**設定目標 A**
カット野菜の鮮度保持方法について述べた提示文章では、包装容器内の炭酸ガス濃度をどの範囲に保つとされていますか。

**提示文章**
################

説明

カット野菜の鮮度保持方法

【課題】 次亜塩素酸ナトリウム等の塩素系殺菌剤を使用することなく、カット野菜の鮮度を長時間にわたって保持できると共にカット野菜における付着微生物数を長時間にわたって低い値に維持することのできるカット野菜の鮮度保持方法を提供すること。
【解決手段】 カット野菜を、水酸化カルシウム及び酸化カルシウムの少なくとも一方を添加した水で処理し、水洗した後、包装容器に収容し、包装容器内の酸素濃度を5〜10体積%及び炭酸ガス濃度を10〜15体積%の範囲に保ちながら、−1℃〜3℃の温度で低温保存するカット野菜の鮮度保持方法により上記課題が解決される。

【発明の詳細な説明】
【技術分野】
【0001】
本発明は、カット野菜の鮮度保持方法に関する。より詳細には、本発明は、従来汎用されてきた次亜塩素酸ナトリウムなどの塩素系殺菌剤を用いずに、カット野菜の鮮度を長時間にわたって保持させるための方法に関するものである。本発明の鮮度保持方法による場合は、高い安全性および衛生性と、生の野菜類本来の良好な食感、味、風味、外観などを維持しながら、カット野菜を長時間にわたって新鮮に保存することができる。
【背景技術】
【0002】
野菜類の清浄化、皮剥き、細片状へのカットなどは、調理工程の一環として、通常各々の調理現場で行われている。しかし、近年、生活様式の変化や流通形態の変化などに伴って、野菜類の清浄化、皮剥き、細片状へのカットなどの工程を各々の調理現場で行わずに、工場などで予めまとめて行い、清浄化、皮剥き、カット処理などのいずれかまたは2つ以上を施した生野菜を、スーパーマーケットなどで販売したり、飲食店、食堂、弁当や総菜類の製造販売店、給食センターなどの調理現場などに納入したりすることが広く行われるようになっている。

################

**演習用記録**
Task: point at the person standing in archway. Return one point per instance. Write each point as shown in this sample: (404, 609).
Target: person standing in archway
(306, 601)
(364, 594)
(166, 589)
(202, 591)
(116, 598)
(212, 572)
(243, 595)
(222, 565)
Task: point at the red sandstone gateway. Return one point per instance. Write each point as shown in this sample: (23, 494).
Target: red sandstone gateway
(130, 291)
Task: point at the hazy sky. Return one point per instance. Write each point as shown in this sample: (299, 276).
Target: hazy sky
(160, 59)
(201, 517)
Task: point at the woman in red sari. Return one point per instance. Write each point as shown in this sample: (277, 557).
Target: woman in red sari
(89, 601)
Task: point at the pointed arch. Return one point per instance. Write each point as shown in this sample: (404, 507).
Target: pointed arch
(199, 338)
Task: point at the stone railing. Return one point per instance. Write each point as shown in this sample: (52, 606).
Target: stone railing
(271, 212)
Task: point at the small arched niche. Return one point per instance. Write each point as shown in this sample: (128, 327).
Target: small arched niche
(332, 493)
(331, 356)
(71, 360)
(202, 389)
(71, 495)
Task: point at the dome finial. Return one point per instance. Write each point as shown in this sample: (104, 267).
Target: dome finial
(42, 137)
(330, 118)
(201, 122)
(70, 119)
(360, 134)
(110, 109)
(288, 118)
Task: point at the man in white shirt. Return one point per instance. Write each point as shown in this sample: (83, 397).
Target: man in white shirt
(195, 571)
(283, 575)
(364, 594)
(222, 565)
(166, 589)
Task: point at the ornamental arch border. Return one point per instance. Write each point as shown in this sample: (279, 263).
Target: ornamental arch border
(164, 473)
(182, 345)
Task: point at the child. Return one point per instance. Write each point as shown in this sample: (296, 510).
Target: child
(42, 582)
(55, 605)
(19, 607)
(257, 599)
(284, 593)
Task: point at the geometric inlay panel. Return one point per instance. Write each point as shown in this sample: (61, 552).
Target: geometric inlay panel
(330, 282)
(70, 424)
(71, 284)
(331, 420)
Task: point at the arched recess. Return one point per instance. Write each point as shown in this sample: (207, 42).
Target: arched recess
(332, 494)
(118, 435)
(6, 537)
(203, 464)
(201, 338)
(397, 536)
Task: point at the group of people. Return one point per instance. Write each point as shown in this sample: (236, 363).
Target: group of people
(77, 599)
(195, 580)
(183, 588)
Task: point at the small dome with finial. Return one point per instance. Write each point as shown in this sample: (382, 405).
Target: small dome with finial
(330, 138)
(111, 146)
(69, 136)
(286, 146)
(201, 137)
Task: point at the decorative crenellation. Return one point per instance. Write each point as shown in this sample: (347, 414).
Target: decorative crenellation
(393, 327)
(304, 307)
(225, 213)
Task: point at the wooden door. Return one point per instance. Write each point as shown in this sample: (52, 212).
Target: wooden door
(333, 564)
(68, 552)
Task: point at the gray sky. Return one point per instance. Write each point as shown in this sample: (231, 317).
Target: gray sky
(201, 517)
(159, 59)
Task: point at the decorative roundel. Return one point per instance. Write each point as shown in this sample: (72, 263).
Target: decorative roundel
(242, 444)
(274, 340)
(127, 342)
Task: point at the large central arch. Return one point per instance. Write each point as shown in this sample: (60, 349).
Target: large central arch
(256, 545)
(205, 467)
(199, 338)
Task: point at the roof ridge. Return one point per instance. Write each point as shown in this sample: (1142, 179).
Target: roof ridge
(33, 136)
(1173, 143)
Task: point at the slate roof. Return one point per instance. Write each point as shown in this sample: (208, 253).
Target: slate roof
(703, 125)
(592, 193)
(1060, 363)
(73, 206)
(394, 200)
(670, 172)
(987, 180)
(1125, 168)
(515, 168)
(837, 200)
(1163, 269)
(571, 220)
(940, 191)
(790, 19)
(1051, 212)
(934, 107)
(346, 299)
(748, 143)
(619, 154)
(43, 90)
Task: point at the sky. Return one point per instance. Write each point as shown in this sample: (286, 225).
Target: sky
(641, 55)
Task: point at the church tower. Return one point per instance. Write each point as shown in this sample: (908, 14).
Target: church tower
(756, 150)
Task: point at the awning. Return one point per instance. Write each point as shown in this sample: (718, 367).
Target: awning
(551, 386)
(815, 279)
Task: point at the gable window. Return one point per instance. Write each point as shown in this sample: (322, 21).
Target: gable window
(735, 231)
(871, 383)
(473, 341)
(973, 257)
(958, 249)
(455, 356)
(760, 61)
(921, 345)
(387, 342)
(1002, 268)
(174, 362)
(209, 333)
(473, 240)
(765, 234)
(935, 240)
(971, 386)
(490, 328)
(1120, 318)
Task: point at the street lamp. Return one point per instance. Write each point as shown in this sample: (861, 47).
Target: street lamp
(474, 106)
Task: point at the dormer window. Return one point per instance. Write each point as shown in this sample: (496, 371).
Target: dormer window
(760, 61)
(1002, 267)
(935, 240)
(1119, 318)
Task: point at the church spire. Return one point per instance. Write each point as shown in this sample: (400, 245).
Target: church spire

################

**設定目標 B**
記録のうち「Task: point at the church spire.」を含む行から記録の末尾までを、「church spire」を「bell tower」に置き換え、それ以外は変えずに示してください。

**完全解答 A**
10〜15体積%の範囲に保つとされています。

**完全解答 B**
Task: point at the bell tower. Return one point per instance. Write each point as shown in this sample: (400, 245).
Target: bell tower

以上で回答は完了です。